--- start Records for this task ---
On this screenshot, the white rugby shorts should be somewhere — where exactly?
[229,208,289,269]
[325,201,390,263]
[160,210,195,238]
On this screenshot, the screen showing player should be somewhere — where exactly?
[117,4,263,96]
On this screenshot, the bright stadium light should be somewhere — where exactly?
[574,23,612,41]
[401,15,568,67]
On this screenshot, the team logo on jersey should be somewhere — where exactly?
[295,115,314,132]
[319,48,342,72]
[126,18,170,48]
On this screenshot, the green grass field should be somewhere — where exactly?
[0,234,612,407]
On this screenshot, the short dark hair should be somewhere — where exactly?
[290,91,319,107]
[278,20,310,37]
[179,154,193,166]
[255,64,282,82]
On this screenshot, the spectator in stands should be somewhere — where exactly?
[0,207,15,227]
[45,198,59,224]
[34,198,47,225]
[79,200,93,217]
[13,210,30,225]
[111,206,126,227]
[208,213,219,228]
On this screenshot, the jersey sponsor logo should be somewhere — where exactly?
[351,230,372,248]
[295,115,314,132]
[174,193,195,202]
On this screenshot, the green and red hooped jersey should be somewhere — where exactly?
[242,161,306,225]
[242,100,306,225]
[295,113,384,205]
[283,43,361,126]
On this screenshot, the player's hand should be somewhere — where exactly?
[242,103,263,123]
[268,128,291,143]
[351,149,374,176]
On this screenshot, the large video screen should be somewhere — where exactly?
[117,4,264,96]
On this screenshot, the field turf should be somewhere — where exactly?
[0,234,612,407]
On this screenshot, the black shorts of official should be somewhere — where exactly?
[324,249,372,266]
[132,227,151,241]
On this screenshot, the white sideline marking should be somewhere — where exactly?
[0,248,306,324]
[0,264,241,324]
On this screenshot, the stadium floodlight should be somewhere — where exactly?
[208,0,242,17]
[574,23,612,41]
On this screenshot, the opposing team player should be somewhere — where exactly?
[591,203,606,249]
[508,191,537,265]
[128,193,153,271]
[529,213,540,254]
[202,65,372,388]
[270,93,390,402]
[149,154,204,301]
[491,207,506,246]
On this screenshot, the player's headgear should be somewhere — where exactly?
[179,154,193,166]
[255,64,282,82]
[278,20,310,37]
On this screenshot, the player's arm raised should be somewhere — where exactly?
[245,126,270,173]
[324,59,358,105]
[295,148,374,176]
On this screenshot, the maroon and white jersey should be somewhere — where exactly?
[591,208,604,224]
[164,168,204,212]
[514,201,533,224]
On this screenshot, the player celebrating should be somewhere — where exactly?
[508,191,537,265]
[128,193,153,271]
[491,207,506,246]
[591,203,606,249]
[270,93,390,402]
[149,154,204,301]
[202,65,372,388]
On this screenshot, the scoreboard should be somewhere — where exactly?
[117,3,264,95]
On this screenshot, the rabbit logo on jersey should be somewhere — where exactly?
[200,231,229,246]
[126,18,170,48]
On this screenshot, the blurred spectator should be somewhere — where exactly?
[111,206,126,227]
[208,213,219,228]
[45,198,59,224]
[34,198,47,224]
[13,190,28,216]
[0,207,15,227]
--- end Records for this task ---
Can you copy the whole listing above line for line, with no changes?

On this screenshot, the white rugby shorts should be somewhere — where exactly?
[229,208,289,269]
[325,201,390,263]
[160,210,195,238]
On this screenshot, the screen showing player should be somewhere — where exactly?
[117,4,263,96]
On this screenshot, the bright stadium light should be somewhere — where exactly?
[574,23,612,41]
[401,15,568,67]
On this screenshot, the team logo on jersey should be somewhere — where exactly?
[295,115,314,132]
[319,48,342,72]
[126,18,170,48]
On this screenshot, the green grass field should be somewhere — where exactly?
[0,234,612,407]
On this screenshot, the short dark hair should be somewhere — where exactly?
[290,91,319,107]
[278,20,310,37]
[179,154,193,166]
[255,64,282,82]
On this screenshot, the spectator in stands should be somewhere — where exactly?
[0,207,15,227]
[45,198,59,224]
[34,198,47,225]
[79,200,93,217]
[13,210,30,225]
[111,206,126,227]
[208,213,219,228]
On this screenshot, the jersey sponsor logo should be somewhere — where exactly?
[351,230,372,248]
[295,115,314,132]
[174,193,195,202]
On this screenshot, the green and red hooped jersey should be somewhere — where exactly?
[242,161,306,225]
[242,100,306,225]
[295,113,384,205]
[283,43,361,126]
On this screenshot, the player's hand should be somewhere — where exactly?
[242,103,263,123]
[268,128,291,143]
[351,149,374,176]
On this screenshot, the large video screen should be somewhere — where exactly?
[117,4,264,96]
On this screenshot, the field turf should be somewhere — where exactly?
[0,234,612,407]
On this screenshot, the black shorts of official should be somewhere — where exactly?
[324,249,372,266]
[132,227,151,241]
On this screenshot, the white sideline marking should be somewhere — where exactly?
[0,248,306,324]
[0,264,241,324]
On this screenshot, the stadium floodlight should be somewhere — where exactly?
[208,0,242,17]
[574,23,612,41]
On this screenshot, the opposing team player should be somewhere — where exactly?
[591,203,606,249]
[508,191,537,265]
[128,193,153,271]
[529,213,540,254]
[202,65,372,388]
[270,93,390,402]
[149,154,204,301]
[491,207,506,246]
On this screenshot, the player's headgear should be somewhere — where exactly?
[179,154,193,166]
[255,64,282,82]
[278,20,310,37]
On this screenshot, the player's arm raised should be somewhere — where exactly?
[245,126,270,173]
[324,59,358,105]
[295,148,374,176]
On this screenshot, the maroon and white jersey should be somewhere — where exactly?
[591,208,604,224]
[164,168,204,212]
[514,201,533,224]
On this screenshot, the player celebrating should be somewhere — where exactly?
[508,191,537,265]
[128,193,153,271]
[491,207,506,246]
[591,203,606,249]
[270,93,390,402]
[149,154,204,301]
[202,65,372,388]
On this screenshot, the scoreboard should be somewhere — where exactly?
[117,3,264,95]
On this screenshot, the rabbit logo on jersey should be somewhere — where exactly?
[200,231,229,246]
[126,18,170,48]
On this screenshot, the blurred spectator should be somewhere — where exactly?
[111,206,126,227]
[208,213,219,228]
[45,198,59,224]
[34,198,47,224]
[13,190,28,216]
[0,207,15,227]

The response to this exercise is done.